> CHALLENGE
Print the line that contains "Would you be able to indicate the metal roof" and every line after it through the last line of the records below, exactly as written and nothing else.

(Raw records)

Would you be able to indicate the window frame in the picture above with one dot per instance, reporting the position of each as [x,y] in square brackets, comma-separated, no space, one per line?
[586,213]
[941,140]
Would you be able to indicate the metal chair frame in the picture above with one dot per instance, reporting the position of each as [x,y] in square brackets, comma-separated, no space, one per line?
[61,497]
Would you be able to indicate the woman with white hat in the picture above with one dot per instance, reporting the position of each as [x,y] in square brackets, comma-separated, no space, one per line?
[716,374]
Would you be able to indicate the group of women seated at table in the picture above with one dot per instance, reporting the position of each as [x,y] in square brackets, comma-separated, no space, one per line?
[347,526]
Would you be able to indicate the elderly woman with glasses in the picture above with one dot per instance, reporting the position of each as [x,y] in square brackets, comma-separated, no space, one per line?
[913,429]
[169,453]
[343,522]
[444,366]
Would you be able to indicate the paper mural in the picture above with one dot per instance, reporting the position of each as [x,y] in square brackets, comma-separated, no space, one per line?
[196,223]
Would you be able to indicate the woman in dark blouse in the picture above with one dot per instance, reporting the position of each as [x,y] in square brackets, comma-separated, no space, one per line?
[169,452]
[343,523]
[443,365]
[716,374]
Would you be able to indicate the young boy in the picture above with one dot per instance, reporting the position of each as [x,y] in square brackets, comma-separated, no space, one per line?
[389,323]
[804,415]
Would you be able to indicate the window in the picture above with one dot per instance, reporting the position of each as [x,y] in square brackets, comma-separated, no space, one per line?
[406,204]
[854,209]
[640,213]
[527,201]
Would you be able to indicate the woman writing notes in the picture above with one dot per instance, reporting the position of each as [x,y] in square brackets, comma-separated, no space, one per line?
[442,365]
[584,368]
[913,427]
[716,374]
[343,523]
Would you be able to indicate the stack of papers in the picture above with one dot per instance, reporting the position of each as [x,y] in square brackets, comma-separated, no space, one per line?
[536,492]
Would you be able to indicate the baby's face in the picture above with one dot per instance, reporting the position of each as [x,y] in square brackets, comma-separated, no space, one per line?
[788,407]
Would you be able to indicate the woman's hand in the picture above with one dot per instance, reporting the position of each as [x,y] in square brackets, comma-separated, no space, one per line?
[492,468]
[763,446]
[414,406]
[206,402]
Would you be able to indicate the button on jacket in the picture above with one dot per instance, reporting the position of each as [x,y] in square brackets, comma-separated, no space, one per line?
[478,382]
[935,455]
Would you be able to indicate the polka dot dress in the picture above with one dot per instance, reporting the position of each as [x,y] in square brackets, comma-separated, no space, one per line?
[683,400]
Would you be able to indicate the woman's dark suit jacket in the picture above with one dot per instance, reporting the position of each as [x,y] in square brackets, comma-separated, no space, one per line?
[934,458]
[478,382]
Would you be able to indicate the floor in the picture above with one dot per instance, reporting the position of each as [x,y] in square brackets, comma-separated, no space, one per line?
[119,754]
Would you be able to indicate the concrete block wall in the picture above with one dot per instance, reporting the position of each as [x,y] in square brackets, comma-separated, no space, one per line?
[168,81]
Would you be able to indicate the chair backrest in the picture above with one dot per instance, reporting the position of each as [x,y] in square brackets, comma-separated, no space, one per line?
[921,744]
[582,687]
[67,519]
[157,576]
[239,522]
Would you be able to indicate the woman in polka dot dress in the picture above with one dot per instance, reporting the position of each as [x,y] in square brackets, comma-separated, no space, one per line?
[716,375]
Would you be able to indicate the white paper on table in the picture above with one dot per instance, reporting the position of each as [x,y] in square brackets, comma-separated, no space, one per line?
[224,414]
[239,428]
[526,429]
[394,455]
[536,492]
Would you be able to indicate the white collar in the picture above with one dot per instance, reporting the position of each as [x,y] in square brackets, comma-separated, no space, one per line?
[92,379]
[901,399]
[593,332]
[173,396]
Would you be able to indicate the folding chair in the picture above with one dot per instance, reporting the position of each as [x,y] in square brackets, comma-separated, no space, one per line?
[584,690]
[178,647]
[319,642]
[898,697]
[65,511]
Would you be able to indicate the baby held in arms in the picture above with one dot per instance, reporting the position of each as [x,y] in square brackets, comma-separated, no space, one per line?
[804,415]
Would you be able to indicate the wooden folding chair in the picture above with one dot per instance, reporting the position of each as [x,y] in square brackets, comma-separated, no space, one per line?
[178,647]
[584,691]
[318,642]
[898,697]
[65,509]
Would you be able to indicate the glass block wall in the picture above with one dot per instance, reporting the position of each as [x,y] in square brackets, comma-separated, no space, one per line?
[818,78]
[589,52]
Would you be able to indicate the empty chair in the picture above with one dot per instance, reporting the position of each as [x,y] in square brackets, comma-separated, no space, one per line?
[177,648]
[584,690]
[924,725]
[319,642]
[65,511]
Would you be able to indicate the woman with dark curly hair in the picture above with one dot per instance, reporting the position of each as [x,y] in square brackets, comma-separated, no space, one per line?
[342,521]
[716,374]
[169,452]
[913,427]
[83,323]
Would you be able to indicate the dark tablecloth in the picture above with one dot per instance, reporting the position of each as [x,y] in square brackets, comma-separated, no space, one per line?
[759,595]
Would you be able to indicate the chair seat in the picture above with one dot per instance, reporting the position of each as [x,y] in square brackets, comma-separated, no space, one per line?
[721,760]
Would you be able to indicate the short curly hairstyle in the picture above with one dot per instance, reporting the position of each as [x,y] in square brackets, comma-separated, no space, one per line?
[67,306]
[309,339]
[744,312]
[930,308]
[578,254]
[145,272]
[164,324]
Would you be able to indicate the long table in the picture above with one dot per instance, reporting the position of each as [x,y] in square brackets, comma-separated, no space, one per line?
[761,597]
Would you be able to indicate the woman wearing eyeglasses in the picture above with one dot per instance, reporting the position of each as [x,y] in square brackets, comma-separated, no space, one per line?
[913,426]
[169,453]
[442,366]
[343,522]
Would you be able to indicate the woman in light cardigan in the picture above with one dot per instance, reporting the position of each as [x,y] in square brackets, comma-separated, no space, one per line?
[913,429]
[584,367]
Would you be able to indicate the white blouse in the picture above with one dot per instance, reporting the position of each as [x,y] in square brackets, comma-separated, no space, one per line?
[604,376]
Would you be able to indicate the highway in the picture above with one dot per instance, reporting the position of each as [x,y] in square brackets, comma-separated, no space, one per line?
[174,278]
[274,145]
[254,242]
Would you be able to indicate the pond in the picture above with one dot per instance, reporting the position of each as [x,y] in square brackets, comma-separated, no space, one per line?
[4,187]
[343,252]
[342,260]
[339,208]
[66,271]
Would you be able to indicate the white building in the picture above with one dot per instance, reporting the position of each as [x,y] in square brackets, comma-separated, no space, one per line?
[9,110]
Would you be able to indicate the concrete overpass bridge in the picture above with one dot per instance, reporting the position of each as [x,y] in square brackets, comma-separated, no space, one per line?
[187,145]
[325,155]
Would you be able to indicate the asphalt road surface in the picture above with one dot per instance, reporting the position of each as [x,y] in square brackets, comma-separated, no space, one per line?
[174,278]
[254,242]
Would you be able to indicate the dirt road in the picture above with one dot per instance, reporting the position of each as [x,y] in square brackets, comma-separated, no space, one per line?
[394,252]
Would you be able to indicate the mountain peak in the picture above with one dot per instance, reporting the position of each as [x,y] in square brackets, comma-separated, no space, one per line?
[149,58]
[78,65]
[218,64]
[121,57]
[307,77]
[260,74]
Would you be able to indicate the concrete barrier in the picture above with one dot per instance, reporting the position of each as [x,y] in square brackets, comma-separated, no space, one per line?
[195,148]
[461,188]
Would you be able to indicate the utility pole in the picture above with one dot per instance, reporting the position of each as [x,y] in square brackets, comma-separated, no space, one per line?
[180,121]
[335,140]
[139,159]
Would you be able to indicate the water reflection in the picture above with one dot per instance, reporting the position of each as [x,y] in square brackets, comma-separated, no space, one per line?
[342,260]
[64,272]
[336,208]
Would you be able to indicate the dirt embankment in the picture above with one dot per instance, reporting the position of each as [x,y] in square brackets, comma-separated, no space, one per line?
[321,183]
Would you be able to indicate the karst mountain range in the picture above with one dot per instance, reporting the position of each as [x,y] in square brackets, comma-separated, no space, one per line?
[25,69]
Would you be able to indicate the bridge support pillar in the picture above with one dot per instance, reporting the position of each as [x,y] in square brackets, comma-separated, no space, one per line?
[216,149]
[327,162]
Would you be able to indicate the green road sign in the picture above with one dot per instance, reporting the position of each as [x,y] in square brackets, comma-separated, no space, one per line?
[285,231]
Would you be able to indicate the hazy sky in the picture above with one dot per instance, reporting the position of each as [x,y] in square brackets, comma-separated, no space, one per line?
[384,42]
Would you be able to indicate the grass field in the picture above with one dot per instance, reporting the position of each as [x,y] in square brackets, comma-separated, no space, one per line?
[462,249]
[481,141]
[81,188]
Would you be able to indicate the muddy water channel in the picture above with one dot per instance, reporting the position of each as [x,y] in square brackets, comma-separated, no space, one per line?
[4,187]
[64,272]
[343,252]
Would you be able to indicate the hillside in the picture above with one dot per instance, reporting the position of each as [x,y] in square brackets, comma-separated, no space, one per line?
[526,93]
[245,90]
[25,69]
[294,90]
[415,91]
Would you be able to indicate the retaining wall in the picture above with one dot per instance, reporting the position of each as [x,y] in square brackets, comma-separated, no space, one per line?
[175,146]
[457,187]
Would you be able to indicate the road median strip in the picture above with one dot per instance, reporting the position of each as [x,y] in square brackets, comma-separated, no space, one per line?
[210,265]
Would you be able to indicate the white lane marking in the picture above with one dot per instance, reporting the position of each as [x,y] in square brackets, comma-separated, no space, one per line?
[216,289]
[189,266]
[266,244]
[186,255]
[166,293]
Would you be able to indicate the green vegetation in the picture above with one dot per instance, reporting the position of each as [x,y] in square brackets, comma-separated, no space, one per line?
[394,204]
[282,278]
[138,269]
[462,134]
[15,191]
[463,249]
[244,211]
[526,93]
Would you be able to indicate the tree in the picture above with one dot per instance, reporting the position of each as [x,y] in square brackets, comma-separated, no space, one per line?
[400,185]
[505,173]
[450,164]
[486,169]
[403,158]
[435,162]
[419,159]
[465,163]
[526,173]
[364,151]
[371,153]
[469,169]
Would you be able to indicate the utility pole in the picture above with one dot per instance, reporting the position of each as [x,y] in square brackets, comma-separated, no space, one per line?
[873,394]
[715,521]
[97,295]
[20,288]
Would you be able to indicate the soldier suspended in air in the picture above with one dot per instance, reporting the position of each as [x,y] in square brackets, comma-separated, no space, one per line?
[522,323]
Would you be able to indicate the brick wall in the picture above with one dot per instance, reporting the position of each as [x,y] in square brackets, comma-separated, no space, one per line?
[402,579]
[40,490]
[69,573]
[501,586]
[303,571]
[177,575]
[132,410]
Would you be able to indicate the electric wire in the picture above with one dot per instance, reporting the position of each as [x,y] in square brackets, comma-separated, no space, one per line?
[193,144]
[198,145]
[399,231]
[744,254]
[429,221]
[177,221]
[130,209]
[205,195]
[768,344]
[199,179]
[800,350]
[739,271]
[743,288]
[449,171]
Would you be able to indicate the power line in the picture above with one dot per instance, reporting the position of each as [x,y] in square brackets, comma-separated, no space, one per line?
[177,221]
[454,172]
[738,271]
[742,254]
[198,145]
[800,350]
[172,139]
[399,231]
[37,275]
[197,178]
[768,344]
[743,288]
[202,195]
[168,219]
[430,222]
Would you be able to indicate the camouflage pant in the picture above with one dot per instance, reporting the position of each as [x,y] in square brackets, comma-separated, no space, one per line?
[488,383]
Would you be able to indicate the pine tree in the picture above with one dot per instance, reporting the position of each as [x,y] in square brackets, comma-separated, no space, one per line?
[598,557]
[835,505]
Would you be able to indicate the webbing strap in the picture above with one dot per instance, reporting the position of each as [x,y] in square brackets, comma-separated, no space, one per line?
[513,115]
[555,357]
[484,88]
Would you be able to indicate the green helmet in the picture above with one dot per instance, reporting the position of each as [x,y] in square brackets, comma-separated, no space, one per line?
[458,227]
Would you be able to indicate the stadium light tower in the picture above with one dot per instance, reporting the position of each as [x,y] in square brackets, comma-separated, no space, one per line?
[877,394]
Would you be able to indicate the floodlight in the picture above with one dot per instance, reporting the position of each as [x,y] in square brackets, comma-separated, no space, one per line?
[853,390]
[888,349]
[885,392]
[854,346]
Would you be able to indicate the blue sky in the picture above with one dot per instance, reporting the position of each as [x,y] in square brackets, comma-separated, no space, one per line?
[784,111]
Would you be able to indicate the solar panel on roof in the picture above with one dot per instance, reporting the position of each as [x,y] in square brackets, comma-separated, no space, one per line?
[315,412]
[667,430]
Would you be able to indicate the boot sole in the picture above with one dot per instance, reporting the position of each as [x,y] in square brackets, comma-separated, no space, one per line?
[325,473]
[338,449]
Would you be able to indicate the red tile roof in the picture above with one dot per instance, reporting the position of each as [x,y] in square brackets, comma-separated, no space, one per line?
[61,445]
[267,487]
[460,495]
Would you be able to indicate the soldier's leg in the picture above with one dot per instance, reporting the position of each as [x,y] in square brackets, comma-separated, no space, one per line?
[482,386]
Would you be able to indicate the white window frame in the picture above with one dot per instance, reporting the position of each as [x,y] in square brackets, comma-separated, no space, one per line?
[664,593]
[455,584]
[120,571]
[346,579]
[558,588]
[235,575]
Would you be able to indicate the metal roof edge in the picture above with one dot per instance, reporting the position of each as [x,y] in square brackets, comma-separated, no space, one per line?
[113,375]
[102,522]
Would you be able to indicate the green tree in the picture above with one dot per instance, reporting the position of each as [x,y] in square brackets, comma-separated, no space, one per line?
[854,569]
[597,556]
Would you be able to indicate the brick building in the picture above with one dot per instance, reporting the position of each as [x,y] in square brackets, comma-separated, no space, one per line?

> TASK ANSWER
Would you be able to indicate the metal roof edge in the picture above with one dot per instance, reporting the position of each as [x,y] in square brackets, comma-separated, no space, one per line?
[113,375]
[102,522]
Would you be able to indicate the green tree in the picture above with one dot per instance, reporting the position of each as [x,y] in square brackets, comma-separated, no space, one per line?
[854,569]
[597,556]
Would you be able to indicate the brick building in the picture above with one dot per instance, reporting the position of each as [x,y] in square brackets, comma-separated, no space, one per line?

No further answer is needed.